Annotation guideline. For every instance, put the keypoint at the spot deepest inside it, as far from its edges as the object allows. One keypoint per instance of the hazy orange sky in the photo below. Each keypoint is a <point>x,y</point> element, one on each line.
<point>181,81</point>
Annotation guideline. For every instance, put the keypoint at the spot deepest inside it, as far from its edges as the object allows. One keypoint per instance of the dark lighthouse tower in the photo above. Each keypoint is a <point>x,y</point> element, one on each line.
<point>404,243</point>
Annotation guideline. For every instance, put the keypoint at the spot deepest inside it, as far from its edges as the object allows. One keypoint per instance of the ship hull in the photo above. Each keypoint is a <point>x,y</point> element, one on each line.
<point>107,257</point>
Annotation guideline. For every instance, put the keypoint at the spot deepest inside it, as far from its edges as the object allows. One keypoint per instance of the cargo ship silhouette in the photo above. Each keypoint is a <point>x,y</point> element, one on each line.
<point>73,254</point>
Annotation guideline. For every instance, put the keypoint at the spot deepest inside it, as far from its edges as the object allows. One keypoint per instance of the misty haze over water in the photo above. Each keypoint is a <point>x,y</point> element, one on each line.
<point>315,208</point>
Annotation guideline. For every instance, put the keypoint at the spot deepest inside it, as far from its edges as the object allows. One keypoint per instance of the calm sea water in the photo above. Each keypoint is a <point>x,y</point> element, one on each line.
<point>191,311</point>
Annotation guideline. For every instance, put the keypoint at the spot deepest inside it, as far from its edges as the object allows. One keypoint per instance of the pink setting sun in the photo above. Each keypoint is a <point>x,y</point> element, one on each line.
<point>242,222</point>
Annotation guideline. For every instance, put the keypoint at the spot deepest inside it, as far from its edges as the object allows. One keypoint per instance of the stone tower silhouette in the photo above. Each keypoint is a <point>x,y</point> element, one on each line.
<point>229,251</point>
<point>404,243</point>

• _Short problem_:
Convert the entries above into a two-column CSV whose header row reads text,answer. Give one row per entry, with its text and its answer each in a double-quoted field and any line breaks replaced by spaces.

• _Written response_:
text,answer
"Annotation guideline. For every instance, put the keypoint at the spot deepest inside it, as far from its edges as the object allows. One keypoint per instance of the hazy orange sky in the photo below. Each keypoint is a <point>x,y</point> element, one on each line.","<point>181,81</point>"
"Annotation guideline. For every instance, put the keypoint at the spot deepest inside it, as far from its edges as the object allows. One keypoint per instance of the dark lighthouse tower in the photo above. Each keypoint is a <point>x,y</point> element, one on each line.","<point>404,243</point>"
"Annotation guideline. For every instance, put the keypoint at the spot deepest inside it, as far from its edges as the object allows. One keypoint per instance of the ship hull in the photo above. Each keypoint is a <point>x,y</point> element, one on each line.","<point>107,257</point>"
"Annotation guideline. For every instance, put the keypoint at the spot deepest inside it, as far from its edges as the object allows. One keypoint per instance of the cargo ship silhouette in the photo above. Each keypoint is a <point>x,y</point> element, one on each line.","<point>73,254</point>"
"Annotation guideline. For every instance, put the keypoint at the spot deepest inside it, as far from its edges as the object allows. One keypoint per instance of the misty haze over water in the photo above. Each keypoint is a <point>x,y</point> element, one on each line.","<point>315,208</point>"
"Annotation guideline. For every instance, put the keypoint at the spot deepest inside it, as far from its edges as the object allows. One keypoint per instance of the calm sea water in the photo above. Each keypoint is a <point>x,y</point> element, one on each line.","<point>191,311</point>"
"Annotation guideline. For every instance, put the keypoint at the spot deepest inside it, as far from its edges as the object allows. One keypoint per instance of the pink setting sun in the photo above. Each keypoint is a <point>x,y</point> element, one on each line.","<point>242,222</point>"
"Annotation guideline. For every instance, put the keypoint at the spot deepest inside it, as far from its edges as the object allows. One keypoint per instance of the stone tower silhouette in the photo above. Each keypoint is a <point>x,y</point> element, one on each line.","<point>229,251</point> <point>404,243</point>"